(Stored data entries)
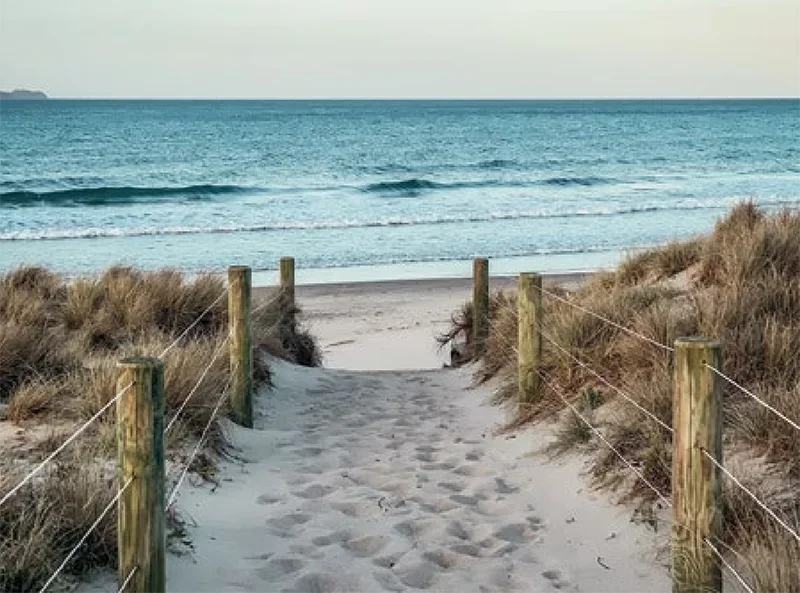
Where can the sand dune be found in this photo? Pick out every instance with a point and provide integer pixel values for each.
(397, 481)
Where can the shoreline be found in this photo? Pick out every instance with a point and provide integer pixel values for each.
(568, 280)
(391, 325)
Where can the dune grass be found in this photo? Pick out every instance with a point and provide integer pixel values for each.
(59, 345)
(741, 285)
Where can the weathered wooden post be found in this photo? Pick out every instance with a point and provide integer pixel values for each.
(480, 305)
(241, 352)
(287, 287)
(140, 457)
(529, 308)
(696, 481)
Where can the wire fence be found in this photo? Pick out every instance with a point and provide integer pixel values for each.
(631, 465)
(274, 300)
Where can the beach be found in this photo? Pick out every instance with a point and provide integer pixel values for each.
(366, 476)
(390, 325)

_What the task asks_
Without the pictures, copy out all the records above exactly.

_The completed task_
Where can the sand dune be found in this photo? Pick out every instance with a point and provide integer pixel values for each.
(397, 481)
Where can the shoreline be found in this photo? Pick out every instance with a point and provide integer pixel values for each.
(568, 280)
(391, 325)
Where can the dune grass be found in this photo? Pick out every instance with a point and provide integer pixel values for each.
(59, 345)
(741, 285)
Where can the weathered wooden post be found in this photo? Pick out every instance with a point and provide integer pixel values for each.
(480, 305)
(241, 352)
(287, 287)
(140, 457)
(529, 308)
(696, 481)
Where can the wire fence be found in this photo? Pick out every instance with a point and provide integer pixel values for each.
(631, 465)
(274, 300)
Where can the beach be found in this photo? Pick out every instance with a point and provide integer pixel values for each.
(366, 476)
(390, 325)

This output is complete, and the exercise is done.